» Фрагмент текста:
____________________
В пятой главе поэт реализует весьма важную для него сентенцию (мысль, идею, философему): он обожествляет Слово, обожествляет Глагол. Многочисленные И-анафоры, подчеркнуто краткие синтаксические конструкции, выдержанный параллелизм речевых структур — все это указывает на стилизацию текста V главы «под Библию». И у этой стратегии есть две важные интенции. С одной стороны, «библейская аура» способствует возвеличению Слова / Глагола, с другой (как следствие сюжетного развития) — (при)равнивания главных героев поэмы, постановки их в позицию подобия, близости, «однородности» (учитель / ученик, «мой друг»). В ходе «по виду» абсурдированного повествования, во-первых, актуализируется идейная («всегда-важная» для Бродского) философема: Слово / Глагол — высшая сущность Вселенной, надмирный абсолют, который доминирует над всем тварным и нетварным. Во-вторых, (в рамках сюжетной диспозиции героев) автором констатируется новая нарративная данность: на лингвостилистическом уровне между Горбуновым и Горчаковым должен стоять не противительный союз но (как полагают многие исследователи), а сочинительный союз и. К концу V «странной» главы становится ясно, что герои Бродского теперь (объективно и формально) прочитываются не как антагонисты, а как протагонисты, как герои-спутники, движущиеся по жизненному (фабульному) пути в одном направлении, еще точнее — один вслед за другим. Базовая мифопоэтическая дихотомия (Горбунов ^ Горчаков) аннигилируется и трансформируется (Горбунов ^ Горчаков). В результате V глава утрачивает приписываемую ей «странность» и «абсурдность». Скорее наоборот, V глава семантически (пере)кодируется, дешифруется, берет на себя функцию возвышения над реальностью и перехода на мистико-иррациональный — духовный — уровень рецепции, экспликации метамифа Бродского о божественном «диктате языка». Условно-первый этап сближения героев Горбунова и Горчакова завершается. Божественный Глагол уравнивает Он-Сказал и Горбунова-Горчакова. Дальнейшая фабульная диспозиция героев — соположение, сопереживание, соразмышление. Мотив ученичества и следования за у(У)чителем разрастается новыми деталями, обстоятельствами, «свидетельствами».
____________________
» Записи из набора данных:
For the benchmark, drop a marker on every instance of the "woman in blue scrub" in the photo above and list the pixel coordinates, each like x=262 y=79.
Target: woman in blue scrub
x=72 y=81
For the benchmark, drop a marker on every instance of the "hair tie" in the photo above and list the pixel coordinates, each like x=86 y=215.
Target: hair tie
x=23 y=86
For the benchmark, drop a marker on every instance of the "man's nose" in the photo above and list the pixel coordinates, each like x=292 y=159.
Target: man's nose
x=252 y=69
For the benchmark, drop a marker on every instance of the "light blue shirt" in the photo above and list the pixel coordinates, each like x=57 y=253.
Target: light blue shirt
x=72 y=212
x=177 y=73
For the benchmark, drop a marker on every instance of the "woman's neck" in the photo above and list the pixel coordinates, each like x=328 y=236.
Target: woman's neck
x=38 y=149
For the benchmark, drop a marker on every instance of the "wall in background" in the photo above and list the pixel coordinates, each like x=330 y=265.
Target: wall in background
____________________
» Ваше задание: Продолжите текст о пятой главе поэмы Бродского о Горбунове и Горчакове с места, на котором он обрывается.

» Ответ на задание:
5. Апостольский ракурс повествования
Глава «Горчаков в ночи» (внутренний монолог героя-ученика) — знак второго (условного) этапа ученичества героя — начинается с пушкинской воспреемственной аллюзии «Из искры возгорится пламя.»: «О Горбунов! от слов твоих в затылке, / воспламеняясь, кровь моя бурлит — / от этой
искры, брошенной в опилки!» [Бродский, 1998, с. 270], а текст самой главы уже явственнее ориентирован на тему Ученика и Учителя (в широком библейском и в более узком, например, булгаковском изводе). Внутренний ночной монолог Горчакова отмечен ощутимыми трансформациями: «Я сам уже в глазах своих расту.» [Бродский, 1998, с. 271], и маркером «роста» становится меняющееся отношение персонажа (например) к звезде, признаваемое им ее воздействие: «Я чувствую во внутренностях жженье, / взирая на далекую звезду» [Бродский, 1998, с. 271]. Позже это открытие подтвердит и Горбунов: «О звезде с ним <с Горчаковым> можно побеседовать» [Бродский, 1998, с. 274].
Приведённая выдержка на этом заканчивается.